-- start Excerpted passage --

So about that graduate program you’re thinking about doing

Nearly 30% of professionals believe their skills will be redundant in the next 1-2 years, if they aren’t already, with another 38% stating they believe their skills will be outdated within the next 4-5 years. – LinkedIn Economic Graph

Has anyone told the students who are putting down 10K for graduate certificates or taking on $90k in debt to pursue uncertain career paths that are at risk for AI disruption? Who’s working to make sure that these programs – especially those outside of elite schools – prepare students for emerging jobs?

Who is responsible for that discussion? Admissions? Career services? Deans?

Hiring practices are about to get even more opaque

All that advice about plugging keywords into your resume to make sure it passes the ATS systems is about to be useless. Here’s an excerpt from AI for Recruiting: A Definitive Guide to for HR Professionals by, a AI-powered resume screening and candidate tracking solution for busy recruiters.

Intelligent screening software automates resume screening by using AI (i.e., machine learning) on your existing resume database. The software learns which candidates moved on to become successful and unsuccessful employees based on their performance, tenure, and turnover rates. Specifically, it learns what existing employees’ experience, skills, and other qualities are and applies this knowledge to new applicants in order to automatically rank, grade, and shortlist the strongest candidates.The software can also enrich candidates’ resumes by using public data sources about their prior employers as well as their public social media profiles.

Now for all the questions: What are the “other qualities” that they measure? How much weight do they give to experience vs. skills? How much data does a company need to use these algorithms effectively? How does a company without loads of data use this technology? Who decides which data to use? Who reviews the training data for accuracy and bias – the company or the vendor? How does this company avoid bias, especially if people who advance are all white men (due to unconscious bias in the promotion process)? What data points are most valuable on candidates social profiles? Which social profiles are they pulling from? Are personal websites included? Which companies are using this technology? Are candidates without publicly available social media data scored lower? Of the companies using these technologies, who’s responsible for asking the questions above?

-- end Excerpted passage --
-- start Data listing --

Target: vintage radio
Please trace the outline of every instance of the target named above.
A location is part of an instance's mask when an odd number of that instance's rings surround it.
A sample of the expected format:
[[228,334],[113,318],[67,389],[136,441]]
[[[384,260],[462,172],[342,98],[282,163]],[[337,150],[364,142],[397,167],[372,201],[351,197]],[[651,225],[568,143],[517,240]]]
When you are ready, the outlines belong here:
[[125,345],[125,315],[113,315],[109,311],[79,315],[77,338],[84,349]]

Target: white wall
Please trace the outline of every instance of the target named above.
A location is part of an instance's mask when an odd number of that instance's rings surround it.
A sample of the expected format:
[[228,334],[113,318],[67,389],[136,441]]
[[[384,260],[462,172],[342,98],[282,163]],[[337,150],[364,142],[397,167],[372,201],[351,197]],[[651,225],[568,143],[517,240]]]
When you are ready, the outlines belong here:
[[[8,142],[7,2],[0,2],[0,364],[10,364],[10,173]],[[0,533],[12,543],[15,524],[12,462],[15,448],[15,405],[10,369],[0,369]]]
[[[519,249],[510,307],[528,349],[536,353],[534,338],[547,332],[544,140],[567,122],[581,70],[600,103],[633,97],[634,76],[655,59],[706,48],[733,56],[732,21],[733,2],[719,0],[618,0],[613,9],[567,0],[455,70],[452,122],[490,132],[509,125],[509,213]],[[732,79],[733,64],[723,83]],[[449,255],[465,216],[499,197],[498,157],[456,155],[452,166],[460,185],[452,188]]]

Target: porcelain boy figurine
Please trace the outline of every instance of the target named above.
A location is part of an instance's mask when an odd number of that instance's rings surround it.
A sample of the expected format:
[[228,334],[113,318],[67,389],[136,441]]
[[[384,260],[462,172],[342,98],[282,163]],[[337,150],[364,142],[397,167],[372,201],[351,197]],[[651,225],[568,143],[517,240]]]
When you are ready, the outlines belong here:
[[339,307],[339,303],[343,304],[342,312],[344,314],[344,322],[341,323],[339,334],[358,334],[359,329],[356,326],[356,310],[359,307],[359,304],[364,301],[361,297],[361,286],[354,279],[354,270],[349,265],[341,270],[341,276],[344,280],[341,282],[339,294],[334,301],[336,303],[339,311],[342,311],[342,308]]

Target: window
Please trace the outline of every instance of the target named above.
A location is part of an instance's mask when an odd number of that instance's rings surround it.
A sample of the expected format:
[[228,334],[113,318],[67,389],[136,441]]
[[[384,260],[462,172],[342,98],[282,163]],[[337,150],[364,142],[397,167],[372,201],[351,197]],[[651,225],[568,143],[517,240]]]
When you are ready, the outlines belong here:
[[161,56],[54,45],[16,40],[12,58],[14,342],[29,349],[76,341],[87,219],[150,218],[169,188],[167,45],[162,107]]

-- end Data listing --

◆ Work to be completed: Could you resume the post on AI, graduate programs, and hiring, picking up after its final sentence? None of the lines are needed here.

◆ Reply to the exercise:
This technology gives a whole new meaning to submitting your resume into a black hole.

Will black box algorithms be the reason you don’t get your next job?

A good example is today’s workplace, where hundreds of new AI technologies are already influencing hiring processes, often without proper testing or notice to candidates. New AI recruitment companies offer to analyze video interviews of job candidates so that employers can “compare” an applicant’s facial movements, vocabulary and body language with the expressions of their best employees. But with this technology comes the risk of invisibly embedding bias into the hiring system by choosing new hires simply because they mirror the old ones.

– Artificial Intelligence—With Very Real Biases

Beyond bias we should be asking serious questions about the data that these algorithms are based on: what data are they using to determine the connection between facial movements, vocabulary, and body language as predictors of job performance?

More from the article above:

“New systems are also being advertised that use AI to analyze young job applicants’ social media for signs of “excessive drinking” that could affect workplace performance. This is completely unscientific correlation thinking, which stigmatizes particular types of self-expression without any evidence that it detects real problems. Even worse, it normalizes the surveillance of job applicants without their knowledge before they get in the door.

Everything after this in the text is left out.